--- Start of Information shown ---
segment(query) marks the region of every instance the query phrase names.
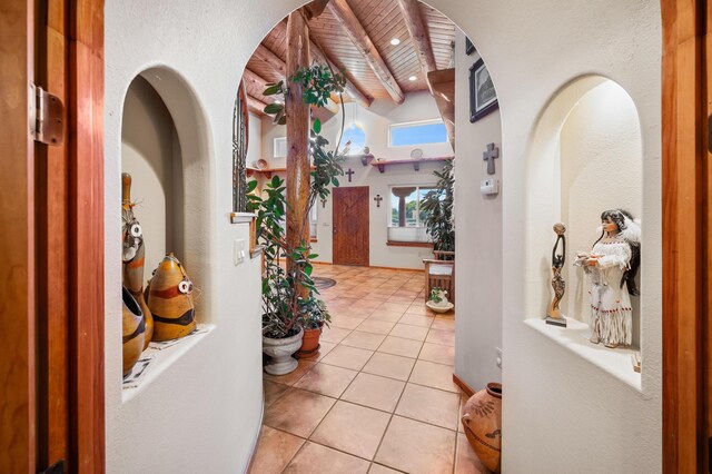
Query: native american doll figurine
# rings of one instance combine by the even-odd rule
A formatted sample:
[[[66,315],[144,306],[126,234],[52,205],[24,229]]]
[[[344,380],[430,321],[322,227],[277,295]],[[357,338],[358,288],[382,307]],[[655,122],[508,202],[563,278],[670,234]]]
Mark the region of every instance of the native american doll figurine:
[[[146,318],[138,302],[126,286],[121,292],[123,297],[121,334],[123,336],[123,376],[126,377],[144,350]]]
[[[601,237],[574,265],[591,275],[591,342],[606,347],[630,345],[633,333],[631,295],[640,295],[635,275],[641,263],[641,228],[623,209],[601,214]]]
[[[556,233],[556,243],[552,249],[552,288],[554,288],[554,299],[548,305],[546,312],[546,323],[557,326],[566,326],[566,319],[561,314],[558,305],[561,304],[564,293],[566,292],[566,282],[561,276],[561,270],[566,263],[566,226],[562,223],[554,225],[554,233]],[[558,248],[561,245],[561,249]]]
[[[154,271],[148,290],[148,307],[154,315],[154,340],[186,336],[196,328],[192,282],[180,261],[168,254]]]
[[[123,241],[123,286],[136,298],[144,318],[146,319],[146,338],[144,348],[148,347],[154,334],[154,318],[144,299],[144,233],[141,225],[134,216],[134,203],[131,203],[131,175],[121,174],[121,238]]]

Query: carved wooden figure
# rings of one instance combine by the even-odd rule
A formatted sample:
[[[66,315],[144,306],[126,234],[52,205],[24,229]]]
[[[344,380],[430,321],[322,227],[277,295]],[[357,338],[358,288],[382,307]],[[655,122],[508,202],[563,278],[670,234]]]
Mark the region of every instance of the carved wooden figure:
[[[148,307],[154,315],[154,340],[186,336],[196,328],[192,282],[180,261],[168,254],[150,280]]]
[[[548,305],[546,322],[557,326],[566,326],[566,319],[561,314],[561,309],[558,309],[558,305],[566,292],[566,282],[561,276],[561,269],[566,261],[566,236],[564,236],[566,226],[562,223],[555,224],[554,233],[557,235],[556,243],[552,249],[552,288],[554,288],[554,299]],[[560,244],[562,246],[561,253],[558,249]]]
[[[146,319],[146,337],[144,348],[148,347],[154,334],[154,318],[144,298],[145,243],[141,225],[134,215],[131,203],[131,175],[121,174],[121,239],[123,243],[123,286],[136,298]]]

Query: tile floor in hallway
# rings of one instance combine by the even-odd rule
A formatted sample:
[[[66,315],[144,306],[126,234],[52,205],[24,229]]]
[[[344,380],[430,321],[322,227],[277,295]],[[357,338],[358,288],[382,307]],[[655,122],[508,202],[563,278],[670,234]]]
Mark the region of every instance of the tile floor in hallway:
[[[317,265],[337,285],[317,355],[265,374],[253,474],[479,473],[453,383],[455,315],[425,306],[422,271]]]

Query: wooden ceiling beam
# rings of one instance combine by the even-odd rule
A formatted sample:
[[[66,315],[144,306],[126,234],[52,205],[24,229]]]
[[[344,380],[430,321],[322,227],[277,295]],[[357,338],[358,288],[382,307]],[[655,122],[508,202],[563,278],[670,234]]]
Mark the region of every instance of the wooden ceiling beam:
--- End of Information shown ---
- [What the exercise asks]
In the listing above, find the line with "Query: tile floor in hallway" and set down that line and all after it exactly, through the final line.

- [Completed exercise]
Query: tile floor in hallway
# rings of one instance combine by the even-odd rule
A formatted sample:
[[[66,315],[144,306],[126,234],[52,205],[24,229]]]
[[[344,380],[430,321],[322,227],[277,295]],[[357,338],[358,288],[382,307]],[[655,122],[508,202],[563,278],[670,234]]]
Mark the region of every instance of the tile floor in hallway:
[[[317,265],[337,285],[317,355],[265,374],[253,474],[479,473],[453,383],[455,315],[425,306],[422,271]]]

Query: wooden ceiling beam
# rings of one instance combine by the even-odd rule
A formatted sample:
[[[66,315],[144,306],[126,234],[52,205],[24,229]]]
[[[344,380],[430,321],[322,227],[277,295]],[[357,338],[358,288],[382,307]],[[655,122],[508,202],[563,278],[670,234]]]
Mark the region of every instance of the wooden ceiling beam:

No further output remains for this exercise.